**** TEXT SECTION ****

To supposedly augment his point, he cites several players, including Jesus Navas, Fernandinho, Razvan Rat and Ricky van Wolfswinkel as players who did not fall into the “elite” category.

It’s as if he did not notice that Shakhtar Donetsk, the club that Rat and Fernandinho came from, made it just as far as Arsenal or Manchester United did in the Champions League.

Maybe he was napping back in 2012 when Jesus Navas, part of the Spanish national team, scored the winner over Croatia in the group stage of Euro 2012?

Ricky van Wolfswinkel, meanwhile, is not the biggest name out there. His 14-goal return for a Sporting Lisbon team that only netted 36 league goals is a pretty healthy return and as many as Grant Holt and Robert Snodgrass had combined for Norwich this term.

**** SUPPLIED MATERIAL ****

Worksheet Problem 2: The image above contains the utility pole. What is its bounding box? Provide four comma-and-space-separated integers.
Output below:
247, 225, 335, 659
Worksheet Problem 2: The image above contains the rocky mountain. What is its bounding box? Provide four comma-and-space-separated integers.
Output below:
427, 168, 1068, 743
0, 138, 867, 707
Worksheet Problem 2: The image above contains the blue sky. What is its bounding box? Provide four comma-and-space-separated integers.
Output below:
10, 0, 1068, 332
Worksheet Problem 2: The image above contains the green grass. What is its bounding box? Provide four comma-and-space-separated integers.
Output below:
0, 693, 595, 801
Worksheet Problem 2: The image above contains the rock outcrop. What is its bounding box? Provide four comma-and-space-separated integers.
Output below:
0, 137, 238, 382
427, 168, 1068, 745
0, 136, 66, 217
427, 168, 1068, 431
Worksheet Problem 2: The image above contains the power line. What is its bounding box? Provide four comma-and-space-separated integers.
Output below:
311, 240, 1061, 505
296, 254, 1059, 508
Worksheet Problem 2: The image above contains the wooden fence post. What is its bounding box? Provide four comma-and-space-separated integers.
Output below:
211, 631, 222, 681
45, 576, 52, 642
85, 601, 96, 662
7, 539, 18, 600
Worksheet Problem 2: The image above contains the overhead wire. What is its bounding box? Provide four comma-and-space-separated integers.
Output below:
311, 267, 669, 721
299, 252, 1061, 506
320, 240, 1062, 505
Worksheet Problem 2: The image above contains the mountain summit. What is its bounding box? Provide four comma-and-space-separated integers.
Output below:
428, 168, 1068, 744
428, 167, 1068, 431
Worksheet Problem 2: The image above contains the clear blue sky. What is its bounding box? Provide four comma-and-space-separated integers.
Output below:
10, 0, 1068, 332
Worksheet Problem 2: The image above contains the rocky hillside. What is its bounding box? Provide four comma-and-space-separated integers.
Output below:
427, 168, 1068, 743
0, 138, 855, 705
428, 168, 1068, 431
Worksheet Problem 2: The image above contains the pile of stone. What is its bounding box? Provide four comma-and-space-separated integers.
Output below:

****

• INSTRUCTIONS:
a. In the passage about the players, which team did Jesus Navas score the winner against in the Euro 2012 group stage?
b. Write out the passage about the players between "It’s as if he" and "of Euro 2012?", inclusive.
c. Extend the passage about the players beyond its final sentence.

• ANSWERS GIVEN:
a. Croatia

b.
It’s as if he did not notice that Shakhtar Donetsk, the club that Rat and Fernandinho came from, made it just as far as Arsenal or Manchester United did in the Champions League.

Maybe he was napping back in 2012 when Jesus Navas, part of the Spanish national team, scored the winner over Croatia in the group stage of Euro 2012?

c.
Just because Neymar, one of his centerpiece players, decided to go to Barcelona does not mean the Premier League is getting the scraps off of the Bundesliga or La Liga’s plate.

There are plenty of flops out there, but lumping the whole league together when clubs like Tottenham have been fairly astute in their selections is heavy-handed at best.

Sure, Emmanuel Adebayor did not replicate his play under Harry Redknapp, but is that enough to say that Spurs are wasting money on subpar talent?

I’d like to think that Hugo Lloris, Jan Vertonghen, Mousa Dembele, Clint Dempsey and Gylfi Sigurdsson were okay signings, after all.